* [Tujuan 1] Menurut halaman tentang marah, ada berapa pondasi kekafiran yang disebutkan Ibnul Qoyyim dalam Al-Fawaid?

= = = = = = =

Sifat jelek jika dibiarkan => menjadi tabiat => setelah jadi tabiat, jadi penyakit => maka, obatnya banyak tidak bisa sedikit.




.. PEMBAHASAN AKHLAQ BAIK KALI INI ADALAH TENTANG MARAH ..


Abdulloh bin Mubarok
 (seorang tabi’in, Qurun Mufadholah –generasi terbaik--) pernah ditanya oleh seseorang, “ Kumpulkan padaku 1 kalimat yang mengumpulkan semua akhlaq yang baik.” Kata beliau, “ Tingggalkan marah. “


Imam ahmad dan Ishaq bin Rowuyah juga menafsirkan akhlak yang baik adalah meninggalkan marah.


Sebagian para sahabat berkata bahwa marah mengumpukan semua kejelekan.

Banyak kejelekan muncul dikarenakan marah. Contoh :

- Dendam karena ada marah,
- Ghibah karena ada marah,
- Membunuh, memukul, merampas harta, merampas hak orang lain karena ada marah.


Sampai Ibnul Qoyyim rohimahulloh dalam Al- Fawaid menyebutkan bahwa pondasi kekaifran ada empat. Tiap orang yang melakukan kekafiran tidak akan keluar dari 4 pondasi ini, yaitu 

1.     Al-Kibr (sombong). Iblis kafir karena kesombongannya
2.     Hasad (iri)
3.     Ghodhob (marah), dan
4.     Syahwat


Dalam kesempatan lain, masih dalam Al Fawaid, bahwa termasuk Ushul (pondasi) kemaksiatan (baik maksiat yang kecil atau yang besar) penyebabnya adalah salah 1 dari 3 perkara dibawah ini :

1.     Ketergantungan hati kepada selain Alloh sehingga lahir kesyirikan
2.     Mengikuti kekuatan emosional sehingga lahir kezholiman
3.     Mengikuti kekuatan syahwat sehingga lahir fahisyah (perbuatan keji), seperti zina


Marah bisa membuat seseorang tidak peduli dengan kata-kata yang keluar dari lisannya. Bisa membuat ia tidak peduli jika harus menjatuhkan orang yang ia benci. Maka, tidak salah jika sebagian sahabat mengatakan bahwa kekuatan marah mengumpulkan semua kejelekan. Puncak kebaikannya adalah meningggalkan marah.


Marah tidak terkendali berarti tidak bisa mengendalikan dirinya. Tidak bisa mengendalikan dirinya, berarti sedang dikendalikan Syaithon.



A. Definisi Marah

Sebagian ulama berkata : Marah adalah bergejolaknya jiwa yang mengantarkan untuk menyakiti atau menghukum orang lain.

= = = = = = =

* [Tujuan 2] Bisakah Anda menuliskan kembali, hanya dari catatan, baris-baris di antara baris yang memuat "of the light" dan baris yang memuat "x=917, y=140", inklusif, dengan mengganti "snapdragon stem" menjadi "flower stem" dan membiarkan selebihnya tetap sama?

= = = = = = =

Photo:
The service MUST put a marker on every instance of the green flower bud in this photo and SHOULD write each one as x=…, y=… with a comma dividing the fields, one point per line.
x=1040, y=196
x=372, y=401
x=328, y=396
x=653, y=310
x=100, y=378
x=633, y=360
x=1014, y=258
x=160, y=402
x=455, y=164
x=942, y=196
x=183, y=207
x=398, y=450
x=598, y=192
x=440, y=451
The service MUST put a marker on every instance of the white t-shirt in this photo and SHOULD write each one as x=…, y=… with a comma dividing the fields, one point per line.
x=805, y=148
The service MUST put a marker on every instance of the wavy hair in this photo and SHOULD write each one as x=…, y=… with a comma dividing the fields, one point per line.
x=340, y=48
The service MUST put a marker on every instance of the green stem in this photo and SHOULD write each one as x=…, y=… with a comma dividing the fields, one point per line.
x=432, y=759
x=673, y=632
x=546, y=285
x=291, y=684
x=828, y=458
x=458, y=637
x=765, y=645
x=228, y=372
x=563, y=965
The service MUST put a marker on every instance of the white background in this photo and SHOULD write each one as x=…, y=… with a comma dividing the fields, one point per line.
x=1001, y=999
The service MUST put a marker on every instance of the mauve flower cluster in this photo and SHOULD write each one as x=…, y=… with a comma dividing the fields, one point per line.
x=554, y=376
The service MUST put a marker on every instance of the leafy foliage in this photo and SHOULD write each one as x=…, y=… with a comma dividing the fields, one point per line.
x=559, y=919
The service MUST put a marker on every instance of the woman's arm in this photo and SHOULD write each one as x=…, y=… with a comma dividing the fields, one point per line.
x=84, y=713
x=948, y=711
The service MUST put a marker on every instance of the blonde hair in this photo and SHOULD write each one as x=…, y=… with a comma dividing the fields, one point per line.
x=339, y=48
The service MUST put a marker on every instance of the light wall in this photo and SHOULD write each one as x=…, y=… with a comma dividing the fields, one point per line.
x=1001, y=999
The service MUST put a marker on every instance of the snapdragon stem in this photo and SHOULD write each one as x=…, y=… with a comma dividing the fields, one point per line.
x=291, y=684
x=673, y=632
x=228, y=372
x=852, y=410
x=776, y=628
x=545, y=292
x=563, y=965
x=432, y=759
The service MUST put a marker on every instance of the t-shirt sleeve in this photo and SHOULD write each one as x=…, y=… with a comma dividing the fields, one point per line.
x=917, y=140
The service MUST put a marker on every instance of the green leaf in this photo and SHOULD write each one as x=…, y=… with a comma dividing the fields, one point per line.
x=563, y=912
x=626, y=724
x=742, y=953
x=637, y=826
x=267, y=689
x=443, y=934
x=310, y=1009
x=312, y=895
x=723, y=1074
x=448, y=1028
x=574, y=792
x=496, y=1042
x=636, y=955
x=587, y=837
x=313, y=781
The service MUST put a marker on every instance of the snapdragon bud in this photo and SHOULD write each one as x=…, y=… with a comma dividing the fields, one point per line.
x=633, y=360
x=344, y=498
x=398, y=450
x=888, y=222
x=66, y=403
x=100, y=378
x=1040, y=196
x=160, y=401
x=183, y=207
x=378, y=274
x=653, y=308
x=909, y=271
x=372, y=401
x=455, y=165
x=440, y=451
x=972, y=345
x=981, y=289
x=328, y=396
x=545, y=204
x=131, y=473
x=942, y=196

= = = = = = =

* [Penyelesaian 1] Ada empat pondasi kekafiran.

* [Penyelesaian 2]
The service MUST put a marker on every instance of the light wall in this photo and SHOULD write each one as x=…, y=… with a comma dividing the fields, one point per line.
x=1001, y=999
The service MUST put a marker on every instance of the flower stem in this photo and SHOULD write each one as x=…, y=… with a comma dividing the fields, one point per line.
x=291, y=684
x=673, y=632
x=228, y=372
x=852, y=410
x=776, y=628
x=545, y=292
x=563, y=965
x=432, y=759
The service MUST put a marker on every instance of the t-shirt sleeve in this photo and SHOULD write each one as x=…, y=… with a comma dividing the fields, one point per line.
x=917, y=140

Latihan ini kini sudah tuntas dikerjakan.